### DATA EXTRACTS ###

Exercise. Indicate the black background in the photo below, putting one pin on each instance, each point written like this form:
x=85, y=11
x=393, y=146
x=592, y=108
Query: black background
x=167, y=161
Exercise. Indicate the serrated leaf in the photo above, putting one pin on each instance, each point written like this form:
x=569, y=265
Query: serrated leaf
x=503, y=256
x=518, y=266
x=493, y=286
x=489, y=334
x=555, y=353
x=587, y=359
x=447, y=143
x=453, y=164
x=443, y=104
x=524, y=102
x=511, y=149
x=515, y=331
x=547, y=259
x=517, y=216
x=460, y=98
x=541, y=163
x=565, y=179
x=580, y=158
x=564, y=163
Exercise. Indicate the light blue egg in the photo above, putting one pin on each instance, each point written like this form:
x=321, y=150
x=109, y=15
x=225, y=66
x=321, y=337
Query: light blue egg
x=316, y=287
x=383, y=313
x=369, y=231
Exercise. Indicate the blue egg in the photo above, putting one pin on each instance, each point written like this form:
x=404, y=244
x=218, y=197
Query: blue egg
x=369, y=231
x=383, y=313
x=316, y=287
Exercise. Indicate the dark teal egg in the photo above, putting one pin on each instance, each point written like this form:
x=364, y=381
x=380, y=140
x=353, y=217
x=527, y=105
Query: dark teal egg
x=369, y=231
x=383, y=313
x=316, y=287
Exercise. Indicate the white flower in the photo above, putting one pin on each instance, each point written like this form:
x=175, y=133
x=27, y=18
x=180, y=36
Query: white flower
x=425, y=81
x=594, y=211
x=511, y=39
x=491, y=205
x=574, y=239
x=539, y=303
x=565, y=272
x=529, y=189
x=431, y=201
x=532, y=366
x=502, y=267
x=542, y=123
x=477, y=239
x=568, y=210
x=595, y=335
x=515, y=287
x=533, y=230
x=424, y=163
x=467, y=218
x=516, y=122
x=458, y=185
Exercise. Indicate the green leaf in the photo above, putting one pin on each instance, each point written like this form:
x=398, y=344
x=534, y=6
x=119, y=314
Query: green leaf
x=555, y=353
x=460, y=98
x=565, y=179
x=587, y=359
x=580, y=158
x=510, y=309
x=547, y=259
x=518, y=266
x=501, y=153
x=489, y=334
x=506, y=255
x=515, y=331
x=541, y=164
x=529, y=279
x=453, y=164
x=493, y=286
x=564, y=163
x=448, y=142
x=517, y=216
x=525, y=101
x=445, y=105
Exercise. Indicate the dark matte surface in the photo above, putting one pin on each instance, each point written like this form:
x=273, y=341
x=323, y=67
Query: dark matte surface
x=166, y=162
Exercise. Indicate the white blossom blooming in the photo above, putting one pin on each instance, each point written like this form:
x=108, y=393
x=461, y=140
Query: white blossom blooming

###

ACTIVITY: In full and without alteration, reproduce the records above.

RESPONSE FOR THIS EXERCISE:
Exercise. Indicate the black background in the photo below, putting one pin on each instance, each point written like this form:
x=85, y=11
x=393, y=146
x=592, y=108
Query: black background
x=167, y=161
Exercise. Indicate the serrated leaf in the photo above, putting one pin on each instance, each point written like this form:
x=569, y=265
Query: serrated leaf
x=503, y=256
x=518, y=266
x=493, y=286
x=489, y=334
x=555, y=353
x=587, y=359
x=447, y=143
x=453, y=164
x=443, y=104
x=524, y=102
x=511, y=149
x=515, y=331
x=547, y=259
x=517, y=216
x=460, y=98
x=541, y=163
x=565, y=179
x=580, y=158
x=564, y=163
Exercise. Indicate the light blue egg in the photo above, putting one pin on each instance, each point written like this form:
x=321, y=150
x=109, y=15
x=225, y=66
x=321, y=337
Query: light blue egg
x=316, y=287
x=383, y=313
x=369, y=231
Exercise. Indicate the blue egg in the photo above, putting one pin on each instance, each point written like this form:
x=404, y=244
x=218, y=197
Query: blue egg
x=369, y=231
x=383, y=313
x=316, y=287
Exercise. Indicate the dark teal egg in the photo above, putting one pin on each instance, each point written like this form:
x=364, y=381
x=380, y=140
x=353, y=217
x=527, y=105
Query: dark teal egg
x=369, y=231
x=383, y=313
x=316, y=287
Exercise. Indicate the white flower in the photo above, putting one pin on each instance, each point written like this form:
x=175, y=133
x=27, y=18
x=180, y=36
Query: white flower
x=425, y=81
x=594, y=211
x=511, y=39
x=491, y=205
x=574, y=239
x=539, y=303
x=565, y=272
x=529, y=189
x=431, y=201
x=532, y=366
x=502, y=267
x=542, y=123
x=477, y=239
x=568, y=210
x=595, y=335
x=515, y=287
x=533, y=230
x=424, y=163
x=467, y=218
x=516, y=122
x=458, y=185
Exercise. Indicate the green leaf in the photo above, putting one pin on each instance, each point written like this form:
x=398, y=344
x=534, y=6
x=119, y=314
Query: green leaf
x=555, y=353
x=460, y=98
x=565, y=179
x=587, y=359
x=580, y=158
x=510, y=309
x=547, y=259
x=518, y=266
x=501, y=153
x=489, y=334
x=506, y=255
x=515, y=331
x=541, y=164
x=529, y=279
x=453, y=164
x=493, y=286
x=564, y=163
x=448, y=142
x=517, y=216
x=525, y=101
x=445, y=105
Exercise. Indicate the dark matte surface in the photo above, putting one pin on each instance, each point written like this form:
x=273, y=341
x=323, y=67
Query: dark matte surface
x=166, y=162
Exercise. Indicate the white blossom blooming in the photo above, putting one pin on each instance, each point written like this form:
x=108, y=393
x=461, y=140
Query: white blossom blooming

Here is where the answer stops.